═════ Selected passage

Ghana’s march through democracy from history like a cancer or virus has been setting a bad political record for all. Circa 1957, West Africa was savouring milk from the awesome tits of its colonial mothers when a killjoy by the name of Kwame Nkrumah snatched the Gold Coast from its mother. At the risk of infanticide his daring caused the stillbirth of several premature babies across the continent, most of them weaned on the Lactogen of grandiose speeches and the Cerelac of empty promises. Nkrumah’s feat became a regional fad, later spreading like wildfire across the continent.
Six years later, armed undertakers shoved Nkrumah into his political grave and the embers of another continental fire engulfed the west coast of Africa spreading its flame through the entire continent. A struggling Ghana would not be put out of its misery until 1979 when a saviour called Jerry Jesus aka JJ happened on the scene. Since then Ghana has been marching non-stop, a shinning example of democracy. Although we are all watching, nobody wants to copy, not at least Naija its neighbour. Imagine a Rawlings handing over to the opposition and a Kuffour reversing the trend, no guns fired, no riots, no horse-trading, simple votes that count?
Marooned Ghanaians have been returning and rebuilding abandoned castles from Afflao to Elmina. Its vast markets, overrun by Naija traders are now being exorcised.

══════════

* [What to do]
Write out, word for word, everything in the piece on Ghana's democracy from "Six years later, armed" down to "votes that count?". The rows after this point have no connection to the piece on Ghana's democracy.

═════ Data extract

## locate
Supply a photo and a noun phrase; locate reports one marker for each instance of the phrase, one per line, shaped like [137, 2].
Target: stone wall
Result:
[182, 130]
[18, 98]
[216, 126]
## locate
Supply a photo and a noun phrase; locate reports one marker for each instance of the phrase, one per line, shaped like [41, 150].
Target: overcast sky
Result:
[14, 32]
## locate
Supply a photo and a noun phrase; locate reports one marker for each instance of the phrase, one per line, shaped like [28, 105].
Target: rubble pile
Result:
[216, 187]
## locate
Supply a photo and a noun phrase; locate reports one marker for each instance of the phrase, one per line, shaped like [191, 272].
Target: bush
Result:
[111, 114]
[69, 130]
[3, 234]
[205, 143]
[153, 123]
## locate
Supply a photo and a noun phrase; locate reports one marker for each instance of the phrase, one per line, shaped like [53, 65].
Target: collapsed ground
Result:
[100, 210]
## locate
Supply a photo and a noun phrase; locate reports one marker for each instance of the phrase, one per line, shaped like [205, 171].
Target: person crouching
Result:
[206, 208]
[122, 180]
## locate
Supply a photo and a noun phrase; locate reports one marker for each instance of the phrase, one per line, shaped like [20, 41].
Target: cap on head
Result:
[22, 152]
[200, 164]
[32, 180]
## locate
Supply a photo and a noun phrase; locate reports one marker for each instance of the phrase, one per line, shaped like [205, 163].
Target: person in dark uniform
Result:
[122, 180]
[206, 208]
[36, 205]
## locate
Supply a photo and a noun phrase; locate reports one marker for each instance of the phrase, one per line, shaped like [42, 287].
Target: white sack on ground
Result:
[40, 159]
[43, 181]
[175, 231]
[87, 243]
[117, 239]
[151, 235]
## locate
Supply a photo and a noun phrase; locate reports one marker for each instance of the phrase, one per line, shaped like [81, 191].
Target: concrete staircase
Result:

══════════

* [Reply to the task]
Six years later, armed undertakers shoved Nkrumah into his political grave and the embers of another continental fire engulfed the west coast of Africa spreading its flame through the entire continent. A struggling Ghana would not be put out of its misery until 1979 when a saviour called Jerry Jesus aka JJ happened on the scene. Since then Ghana has been marching non-stop, a shinning example of democracy. Although we are all watching, nobody wants to copy, not at least Naija its neighbour. Imagine a Rawlings handing over to the opposition and a Kuffour reversing the trend, no guns fired, no riots, no horse-trading, simple votes that count?